TO BE DONE:
A. Set down the part of the Talend ETL notes below that begins at the words "This document pulls" and stops after the words "db passwords stored!)".
B. In two sentences, what do the Talend ETL notes below say?
C. Write what comes next in the Talend ETL notes below, starting after the last sentence shown.

Talend-ETL work for UCB deployments

This document pulls together information about ETL work for CollectionSpace deployments. We are taking a team-based approach to get more of us up to speed.

Topics

  • Installing Talend Open Studio (where to get software, version information, platform installation issues)
  • Starting up the first time
  • Getting around TOS
  • Connecting to a database
  • Retrieving database schema
  • Common workflows and best practices
  • Sample jobs (protect pages that attach jobs that have db passwords stored!)
  • TOS resources
  • Problems
    • Crash when retrieving db schema to your repository
    • Migrating repeating data to nested elements in XML
  • FAQ
  • Importing and exporting projects
  • When to propagate changes to connections and schema

Installing Talend Open Studio

  • Go to http://talendforge.org (or http://talend.com), and look for Talend Open Studio.  On August 8, 2011, there was a "Download Now" bubble with "Data Integration" as  one of the options.  You do need to create an account and register in order to download the software, and you might receive a phone call from a Talend company representative.  Alternatively, Chris has the zip archive of the software.  Note: Do not use the OEM version available from Jasper.

DATASET CONTENT:
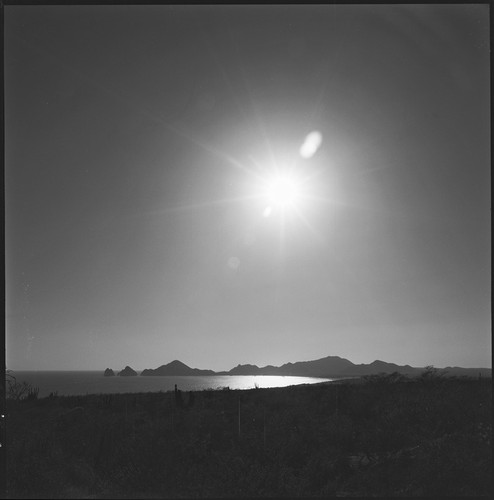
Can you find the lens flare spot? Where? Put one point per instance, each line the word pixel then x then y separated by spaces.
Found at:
pixel 311 144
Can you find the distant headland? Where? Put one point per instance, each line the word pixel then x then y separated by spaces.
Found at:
pixel 328 367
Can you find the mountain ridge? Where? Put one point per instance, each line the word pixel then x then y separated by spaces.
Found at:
pixel 327 367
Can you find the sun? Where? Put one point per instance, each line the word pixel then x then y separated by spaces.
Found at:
pixel 282 190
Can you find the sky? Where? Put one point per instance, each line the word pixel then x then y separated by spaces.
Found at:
pixel 145 147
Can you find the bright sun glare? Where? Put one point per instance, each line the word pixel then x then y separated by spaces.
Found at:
pixel 282 190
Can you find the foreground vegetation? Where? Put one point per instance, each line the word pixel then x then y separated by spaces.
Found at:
pixel 385 436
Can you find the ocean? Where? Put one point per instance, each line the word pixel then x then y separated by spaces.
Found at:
pixel 75 383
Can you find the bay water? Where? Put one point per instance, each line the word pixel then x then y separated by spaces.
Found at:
pixel 75 383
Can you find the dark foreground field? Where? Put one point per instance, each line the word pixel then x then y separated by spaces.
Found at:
pixel 386 436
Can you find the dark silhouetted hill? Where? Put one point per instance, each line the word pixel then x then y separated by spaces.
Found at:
pixel 176 368
pixel 128 372
pixel 328 367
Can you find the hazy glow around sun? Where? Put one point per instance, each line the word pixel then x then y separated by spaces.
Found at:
pixel 282 190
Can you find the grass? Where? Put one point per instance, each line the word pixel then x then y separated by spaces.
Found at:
pixel 384 436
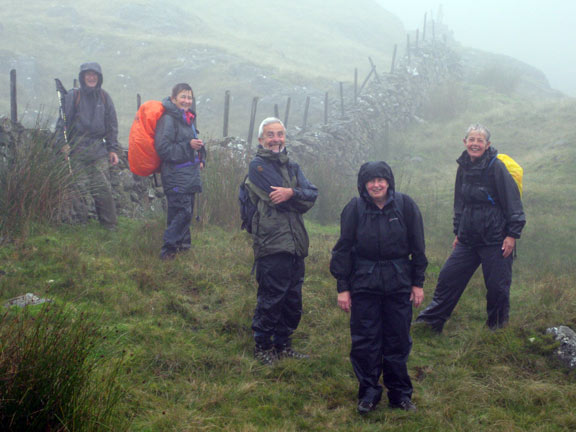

RESULTS FOR THE EXERCISE:
A.
This document pulls together information about ETL work for CollectionSpace deployments. We are taking a team-based approach to get more of us up to speed.

Topics

  • Installing Talend Open Studio (where to get software, version information, platform installation issues)
  • Starting up the first time
  • Getting around TOS
  • Connecting to a database
  • Retrieving database schema
  • Common workflows and best practices
  • Sample jobs (protect pages that attach jobs that have db passwords stored!)

B. The page gathers information on ETL work for CollectionSpace deployments at UCB and takes a team-based approach, with topics ranging from installing Talend Open Studio and connecting to a database to workflows, sample jobs, problems and an FAQ. To install the software, you download Talend Open Studio from talendforge.org or talend.com after creating an account, or get the zip archive from Chris, but you should not use the OEM version from Jasper.

C.
  • Version: Currently at UCB we are using version 4.2.1 though 4.2.2 is now available. 
  • Platforms: We have TOS users on Mac OSX, WinXP, and Linux.

Starting up the first time

  • Note: This is from memory, so don't believe a word of it!
  • The first time you launch TOS, you need to create a workspace or repository for your projects. Create a local repository. 
  • Create a local (Java) project using the Action dropdown or open an existing project in the Project dropdown or import a project that someone has sent you using the Import Existing Project(s) as Local command (in the Action dropdown).

Connecting to a database

A picture is worth a thousand words.

Use read-only accounts in the database

Common workflows, best practices, and tips

  • UTF-8 encoding: Make sure all your input files and outputs have UTF-8 encoding.  This is often in the Advanced Settings section of the input and output components.
  • Using metadata other projects: (Note that there might be a better way to do this!) You can export metadata objects (database connections, code like Guid and MakeDisplayName, and XML file schema) from one project.  On the Metadata folder, select Export from the context menu.  Select the metadata objects you want to export. Select the root directory where you want to put the exported objects (this  might be the parent directory for the project you want to import the objects).  Switch to the other project.  Click on one of the items in the metadata group (e.g, database connections, but it doesn't seem to matter). Select Import Items from the context menu.  Select the same root directory you specified before (hint: do not try to navigate down into the subdirectories that the export step creates).  Select the objects you want to import.
  • Loop element in XML map: Use the "import" element as the loop element in the tAdvancedFileOutputXML component.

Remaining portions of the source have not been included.